What you have to do
Once you find a line containing the word "green" in the entries below, copy it.

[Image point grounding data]
Start of Block

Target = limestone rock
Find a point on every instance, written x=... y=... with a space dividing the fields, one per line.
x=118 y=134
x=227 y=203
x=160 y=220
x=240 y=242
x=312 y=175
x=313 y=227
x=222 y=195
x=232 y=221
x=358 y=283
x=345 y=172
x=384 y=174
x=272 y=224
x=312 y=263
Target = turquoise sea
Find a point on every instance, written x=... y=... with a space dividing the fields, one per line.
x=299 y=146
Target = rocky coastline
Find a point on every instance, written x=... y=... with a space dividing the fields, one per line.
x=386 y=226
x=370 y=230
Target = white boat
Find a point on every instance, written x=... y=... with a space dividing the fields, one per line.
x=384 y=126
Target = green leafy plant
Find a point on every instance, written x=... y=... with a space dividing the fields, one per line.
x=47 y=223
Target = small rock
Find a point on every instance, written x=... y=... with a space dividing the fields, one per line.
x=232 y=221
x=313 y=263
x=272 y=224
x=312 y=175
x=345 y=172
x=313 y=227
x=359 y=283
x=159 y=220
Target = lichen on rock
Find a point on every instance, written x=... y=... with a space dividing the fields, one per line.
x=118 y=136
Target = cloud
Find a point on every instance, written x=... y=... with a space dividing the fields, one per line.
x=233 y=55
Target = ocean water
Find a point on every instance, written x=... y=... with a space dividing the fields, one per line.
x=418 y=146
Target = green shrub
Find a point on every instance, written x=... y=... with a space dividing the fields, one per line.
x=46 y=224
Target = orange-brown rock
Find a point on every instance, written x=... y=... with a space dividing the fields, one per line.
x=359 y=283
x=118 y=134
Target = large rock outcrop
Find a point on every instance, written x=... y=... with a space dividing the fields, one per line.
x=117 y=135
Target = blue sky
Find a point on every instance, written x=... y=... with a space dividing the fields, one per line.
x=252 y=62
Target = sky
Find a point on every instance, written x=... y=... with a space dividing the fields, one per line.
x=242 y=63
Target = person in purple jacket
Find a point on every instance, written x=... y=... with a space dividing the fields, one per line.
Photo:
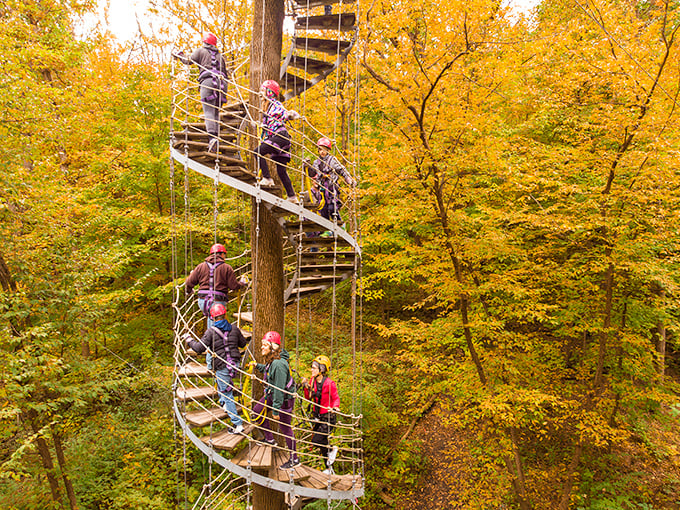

End of Block

Answer for this exercise
Target = green leafy plant
Target = green shrub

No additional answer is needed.